### Problems and tasks
(1) From the passage on hospice services, copy word for word the stretch from "When choosing a" through "in your residence.".
(2) In the passage on hospice services, what must pay for home care?
----- Reading text
When choosing a hospice provider, make sure they have an efficient answering service for after-hour emergencies. When you’re in pain or have out-of-control symptoms, you need the assurance of prompt medical attention any time of day or night.
8. Home Health and Hospice
Home health care is a temporary service that provides skilled nursing and therapy to people in their homes, per doctor’s orders. The goal is for the patients to improve and regain as much independence as possible.
In some instances, you can be a hospice patient and still have home health services for a condition that’s not related to your terminal illness. While hospice services are available in private homes and facilities, home health care can only be provided in your residence.
9. Home Care and Hospice
Home care is a professional, non-medical service that provides companionship, light housekeeping, and help with activities for daily living for people who wish to remain in their own homes. It’s available without prescription and is a beneficial option for people with disabilities. State regulations for homecare may vary, and it must be paid for by private insurance or state Medicaid.
If you’ve been admitted to hospice, some of these services are provided to you with your hospice benefits. However, you may require 24/7 assistance that home care can provide. In this case, you may have home care and hospice simultaneously.
10. Frequently Asked Questions
You and your family members may have other questions to ask potential hospice providers. They will listen to your concerns with respect and compassion and answer all your inquiries. Here are some frequent questions people ask about hospice services
What does hospice do for cancer patients?
----------
----- Data extracts
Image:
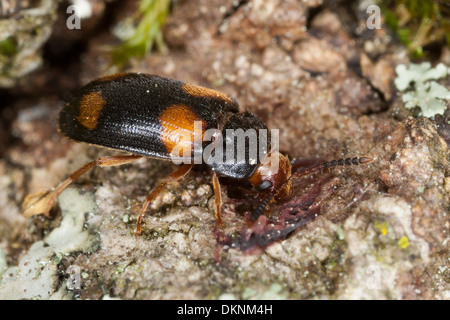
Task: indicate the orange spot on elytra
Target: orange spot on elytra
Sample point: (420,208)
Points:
(90,108)
(178,127)
(112,77)
(198,91)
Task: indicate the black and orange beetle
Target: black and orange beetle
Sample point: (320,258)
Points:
(148,116)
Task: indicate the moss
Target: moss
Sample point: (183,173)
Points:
(8,47)
(147,35)
(418,23)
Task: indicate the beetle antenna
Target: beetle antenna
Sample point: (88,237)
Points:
(261,207)
(332,164)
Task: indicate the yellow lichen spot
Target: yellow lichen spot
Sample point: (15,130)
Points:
(381,227)
(403,242)
(91,106)
(198,91)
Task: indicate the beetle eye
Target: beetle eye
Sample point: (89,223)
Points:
(263,186)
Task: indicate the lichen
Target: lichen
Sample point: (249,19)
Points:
(36,275)
(429,95)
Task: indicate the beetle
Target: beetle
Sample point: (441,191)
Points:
(149,116)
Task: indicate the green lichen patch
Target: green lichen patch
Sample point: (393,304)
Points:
(421,90)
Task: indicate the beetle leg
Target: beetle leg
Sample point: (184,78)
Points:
(174,176)
(42,202)
(218,197)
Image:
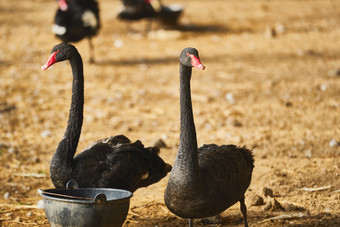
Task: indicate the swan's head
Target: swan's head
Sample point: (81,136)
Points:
(157,169)
(189,57)
(60,52)
(62,5)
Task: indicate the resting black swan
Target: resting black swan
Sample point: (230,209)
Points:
(77,19)
(113,162)
(204,181)
(140,9)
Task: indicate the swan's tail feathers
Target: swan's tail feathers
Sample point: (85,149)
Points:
(248,155)
(114,140)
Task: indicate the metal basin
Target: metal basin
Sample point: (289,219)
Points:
(99,207)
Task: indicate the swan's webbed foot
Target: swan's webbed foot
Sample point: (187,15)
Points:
(217,219)
(244,211)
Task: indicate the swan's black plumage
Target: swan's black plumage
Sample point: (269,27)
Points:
(113,162)
(204,181)
(79,20)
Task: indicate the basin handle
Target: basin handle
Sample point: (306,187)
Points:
(100,198)
(72,184)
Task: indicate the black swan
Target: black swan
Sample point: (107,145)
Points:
(204,181)
(113,162)
(77,19)
(140,9)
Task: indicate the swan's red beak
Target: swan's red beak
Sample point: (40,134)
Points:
(62,5)
(50,61)
(196,62)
----------
### Answers below
(1)
When choosing a hospice provider, make sure they have an efficient answering service for after-hour emergencies. When you’re in pain or have out-of-control symptoms, you need the assurance of prompt medical attention any time of day or night.
8. Home Health and Hospice
Home health care is a temporary service that provides skilled nursing and therapy to people in their homes, per doctor’s orders. The goal is for the patients to improve and regain as much independence as possible.
In some instances, you can be a hospice patient and still have home health services for a condition that’s not related to your terminal illness. While hospice services are available in private homes and facilities, home health care can only be provided in your residence.

(2) Private insurance or state Medicaid.